:: Excerpted text ::
+ + + + +

The Company accounts for stock-based employee and director compensation
arrangements in accordance with provisions of Accounting Principles Board
("APB") Opinion No. 25, "Accounting for Stock Issued to Employees", and related
interpretations and complies with the disclosure provisions of SFAS No. 123,
"Accounting for Stock-Based Compensation" in its annual audited financial
statements. Under APB No. 25, compensation expense is based on the difference,
if any, on the date the number of shares exercisable is determined, between the
market value of the Company's stock and the exercise price of options to
purchase that stock.

                                       -7-
<PAGE>

EMAILTHATPAYS.COM, INC. AND SUBSIDIARIES
NOTES TO UNAUDITED CONSOLIDATED FINANCIAL STATEMENTS
March 31, 2000


5.       Common Stock Options and Stock-based Compensation (Continued):

At March 31, 2000, the Company has recorded aggregate deferred stock-based
compensation totaling $1,149,000 in connection with the granting of stock
options to employees. The deferred compensation is being amortized over the
estimated service life of the employees holding the options. For the three
months ended March 31, 2000, the Company recorded a non-cash compensation
expense of $57,450 related to these options.

+ + + + +

Entries drawn from a collection

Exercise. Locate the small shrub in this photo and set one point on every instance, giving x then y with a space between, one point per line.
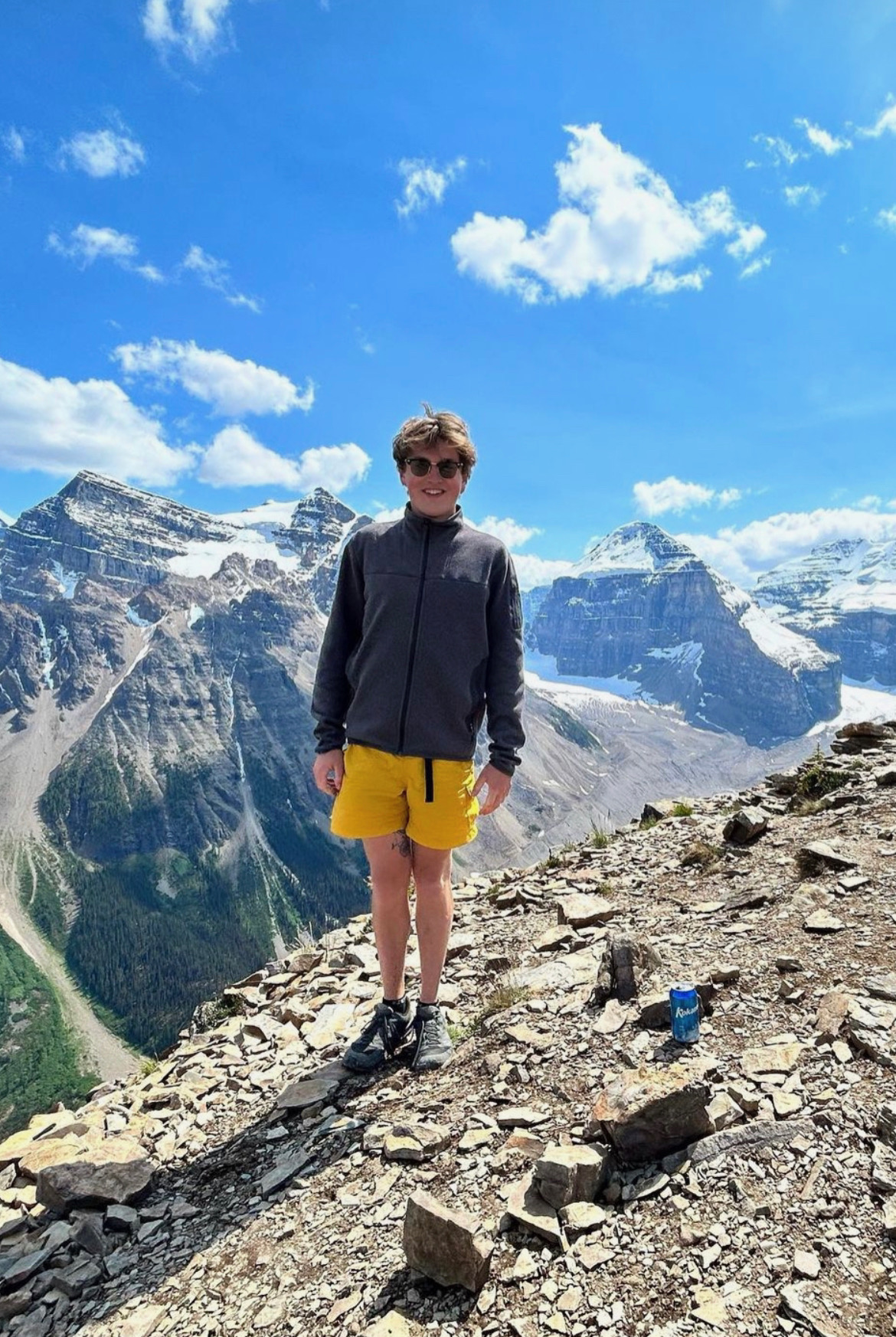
808 806
499 1000
701 855
819 779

+ + + + +

:: To be done ::
1. According to the stock-compensation notes, what non-cash compensation expense did the company record for the three months ended March 31, 2000?
2. Pick up the stock-compensation notes after their final sentence and keep writing them.

:: Task-by-task results ::
1. $57,450

2.
6.       Capital Stock and Warrants:

In March 2000, the Company issued 275,000 shares at $5 each for a total of
$1,375,000. After deducting a commission / investment-banking fee of 8% or
$110,000, the net consideration received for this share issuance is $1,265,000.
In connection with the share issuance, the Company issued 100,000 stock warrants
with an exercise price of $5.00 and an expiry date of March 2003.

7.       Net loss per share:

The Company computes net loss per share in accordance with SFAS No. 128,
Earnings per Share, and SEC Staff Accounting Bulletin ("SAB") No. 98. Under the
provisions of SFAS No. 128 and SAB No. 98, basic loss per share is computed
using the weighted average number of common stock outstanding during the
periods, and gives retroactive effect to the shares issued on the
recapitalization described in note 1. Diluted loss per share is computed using
the weighted average number of common and potentially dilutive common stock
outstanding during the period. As the Company generated net losses in each of
the periods presented, basic and diluted net loss per share are the same as any
exercise of options or warrants would be anti-dilutive.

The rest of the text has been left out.